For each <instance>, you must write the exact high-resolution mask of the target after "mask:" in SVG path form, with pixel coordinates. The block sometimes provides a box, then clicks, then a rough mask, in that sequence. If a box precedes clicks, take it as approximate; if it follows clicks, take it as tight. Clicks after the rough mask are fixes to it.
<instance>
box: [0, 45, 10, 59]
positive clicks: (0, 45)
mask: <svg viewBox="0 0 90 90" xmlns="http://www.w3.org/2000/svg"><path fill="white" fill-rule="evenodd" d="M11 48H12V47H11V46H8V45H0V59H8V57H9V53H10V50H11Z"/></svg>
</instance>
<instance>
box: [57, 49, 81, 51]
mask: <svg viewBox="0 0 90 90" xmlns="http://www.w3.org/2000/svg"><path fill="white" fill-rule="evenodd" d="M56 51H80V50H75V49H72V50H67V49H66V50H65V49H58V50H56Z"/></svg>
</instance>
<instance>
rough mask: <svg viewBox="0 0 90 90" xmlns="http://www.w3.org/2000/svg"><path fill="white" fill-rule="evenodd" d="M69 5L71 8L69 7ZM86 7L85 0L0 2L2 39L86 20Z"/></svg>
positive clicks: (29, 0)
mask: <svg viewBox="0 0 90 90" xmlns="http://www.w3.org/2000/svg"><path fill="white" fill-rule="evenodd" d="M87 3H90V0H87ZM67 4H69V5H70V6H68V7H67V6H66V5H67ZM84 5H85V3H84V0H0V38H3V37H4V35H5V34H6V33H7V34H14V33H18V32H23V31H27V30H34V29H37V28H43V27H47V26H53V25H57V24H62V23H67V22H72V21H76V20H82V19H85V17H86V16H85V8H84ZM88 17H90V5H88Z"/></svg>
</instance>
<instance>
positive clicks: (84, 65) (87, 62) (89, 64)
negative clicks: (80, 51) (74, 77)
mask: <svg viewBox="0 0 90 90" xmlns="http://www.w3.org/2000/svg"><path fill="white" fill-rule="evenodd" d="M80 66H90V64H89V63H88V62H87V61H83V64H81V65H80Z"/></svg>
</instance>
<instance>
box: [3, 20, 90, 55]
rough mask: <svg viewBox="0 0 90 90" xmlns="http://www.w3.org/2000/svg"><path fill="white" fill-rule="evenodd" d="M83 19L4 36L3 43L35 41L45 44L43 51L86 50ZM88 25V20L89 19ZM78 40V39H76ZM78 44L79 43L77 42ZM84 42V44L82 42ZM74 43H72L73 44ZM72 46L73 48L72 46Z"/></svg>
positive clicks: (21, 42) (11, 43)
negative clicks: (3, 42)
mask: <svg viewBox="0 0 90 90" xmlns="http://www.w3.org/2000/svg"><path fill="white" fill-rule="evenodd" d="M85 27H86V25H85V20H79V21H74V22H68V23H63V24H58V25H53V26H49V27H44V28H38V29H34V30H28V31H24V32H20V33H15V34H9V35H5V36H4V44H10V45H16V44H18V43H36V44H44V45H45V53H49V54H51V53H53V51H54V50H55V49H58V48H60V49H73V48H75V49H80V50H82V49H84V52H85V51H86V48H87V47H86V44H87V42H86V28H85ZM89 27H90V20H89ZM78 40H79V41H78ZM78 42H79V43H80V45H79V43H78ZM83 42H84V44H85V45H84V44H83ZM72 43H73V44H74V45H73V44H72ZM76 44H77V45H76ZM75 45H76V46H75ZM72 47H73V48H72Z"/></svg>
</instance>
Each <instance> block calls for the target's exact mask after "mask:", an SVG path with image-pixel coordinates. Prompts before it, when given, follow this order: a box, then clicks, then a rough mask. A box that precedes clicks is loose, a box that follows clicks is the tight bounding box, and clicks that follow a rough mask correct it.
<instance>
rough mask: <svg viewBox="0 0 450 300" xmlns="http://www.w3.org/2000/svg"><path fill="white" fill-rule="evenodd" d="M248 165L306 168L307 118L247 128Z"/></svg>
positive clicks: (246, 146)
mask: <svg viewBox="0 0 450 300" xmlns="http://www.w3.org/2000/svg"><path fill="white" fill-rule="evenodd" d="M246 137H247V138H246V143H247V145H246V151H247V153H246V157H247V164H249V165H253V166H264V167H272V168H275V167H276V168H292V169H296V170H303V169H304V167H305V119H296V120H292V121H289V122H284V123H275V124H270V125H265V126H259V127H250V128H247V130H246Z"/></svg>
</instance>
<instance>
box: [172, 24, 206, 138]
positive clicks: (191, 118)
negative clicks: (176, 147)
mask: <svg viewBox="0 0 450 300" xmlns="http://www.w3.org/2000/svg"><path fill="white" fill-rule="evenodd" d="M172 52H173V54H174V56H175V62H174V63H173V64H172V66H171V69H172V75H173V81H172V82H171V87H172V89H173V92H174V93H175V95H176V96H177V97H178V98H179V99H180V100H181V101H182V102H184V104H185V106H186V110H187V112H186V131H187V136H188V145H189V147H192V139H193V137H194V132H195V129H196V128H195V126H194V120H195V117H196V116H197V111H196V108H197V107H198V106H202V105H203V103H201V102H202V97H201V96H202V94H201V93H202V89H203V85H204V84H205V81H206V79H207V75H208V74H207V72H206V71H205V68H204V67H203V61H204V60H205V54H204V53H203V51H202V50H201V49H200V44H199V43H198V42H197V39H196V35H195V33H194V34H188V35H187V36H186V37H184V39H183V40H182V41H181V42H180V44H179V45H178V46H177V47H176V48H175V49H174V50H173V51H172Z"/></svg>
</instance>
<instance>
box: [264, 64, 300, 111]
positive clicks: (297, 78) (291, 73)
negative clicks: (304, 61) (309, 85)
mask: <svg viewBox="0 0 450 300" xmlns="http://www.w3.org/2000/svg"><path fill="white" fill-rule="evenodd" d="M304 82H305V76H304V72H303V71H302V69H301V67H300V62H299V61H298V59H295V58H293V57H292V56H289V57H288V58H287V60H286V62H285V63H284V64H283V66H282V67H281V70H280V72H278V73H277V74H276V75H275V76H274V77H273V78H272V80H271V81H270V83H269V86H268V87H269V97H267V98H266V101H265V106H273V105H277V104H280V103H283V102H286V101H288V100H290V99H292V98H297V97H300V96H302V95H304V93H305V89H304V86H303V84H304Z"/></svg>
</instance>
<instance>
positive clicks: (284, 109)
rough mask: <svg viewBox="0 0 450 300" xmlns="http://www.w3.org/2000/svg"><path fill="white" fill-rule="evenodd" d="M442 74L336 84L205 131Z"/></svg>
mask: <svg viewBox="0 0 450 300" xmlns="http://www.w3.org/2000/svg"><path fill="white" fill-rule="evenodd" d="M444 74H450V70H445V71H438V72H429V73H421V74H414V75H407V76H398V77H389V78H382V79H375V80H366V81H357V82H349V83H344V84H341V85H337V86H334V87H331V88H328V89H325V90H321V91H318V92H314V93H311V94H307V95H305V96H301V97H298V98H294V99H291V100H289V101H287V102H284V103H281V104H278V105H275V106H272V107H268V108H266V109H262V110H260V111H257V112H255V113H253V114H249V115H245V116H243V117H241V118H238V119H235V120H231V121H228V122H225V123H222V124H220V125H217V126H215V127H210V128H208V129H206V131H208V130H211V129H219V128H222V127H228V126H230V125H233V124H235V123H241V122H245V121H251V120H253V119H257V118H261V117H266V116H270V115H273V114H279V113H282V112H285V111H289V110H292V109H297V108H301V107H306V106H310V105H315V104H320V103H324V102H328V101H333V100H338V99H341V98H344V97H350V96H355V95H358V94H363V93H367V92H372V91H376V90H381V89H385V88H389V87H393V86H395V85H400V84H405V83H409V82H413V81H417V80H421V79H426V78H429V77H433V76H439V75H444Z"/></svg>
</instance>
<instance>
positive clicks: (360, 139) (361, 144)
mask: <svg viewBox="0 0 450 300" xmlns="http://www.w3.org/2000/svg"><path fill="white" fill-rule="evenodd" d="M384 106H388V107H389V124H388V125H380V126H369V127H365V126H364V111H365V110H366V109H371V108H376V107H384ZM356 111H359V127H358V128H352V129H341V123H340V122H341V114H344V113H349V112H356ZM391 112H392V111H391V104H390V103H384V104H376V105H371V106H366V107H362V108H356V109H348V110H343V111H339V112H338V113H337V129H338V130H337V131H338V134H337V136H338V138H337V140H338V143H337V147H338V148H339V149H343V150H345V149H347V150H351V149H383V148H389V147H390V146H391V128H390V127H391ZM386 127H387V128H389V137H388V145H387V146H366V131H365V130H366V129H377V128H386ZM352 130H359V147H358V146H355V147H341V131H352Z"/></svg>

> _What is being asked_: A verbatim transcription is required: the first line of the listing, the line containing "box: [0, 45, 10, 59]", and every line between them.

> _Solution for this task_:
For each <instance>, you must write the exact high-resolution mask of the target after "mask:" in SVG path form, with pixel coordinates. The block sometimes provides a box, then clicks, then a rough mask, in that sequence. If a box precedes clicks, take it as approximate; if it follows clicks, take it as tight. Clicks after the rough mask are fixes to it.
<instance>
box: [0, 45, 10, 59]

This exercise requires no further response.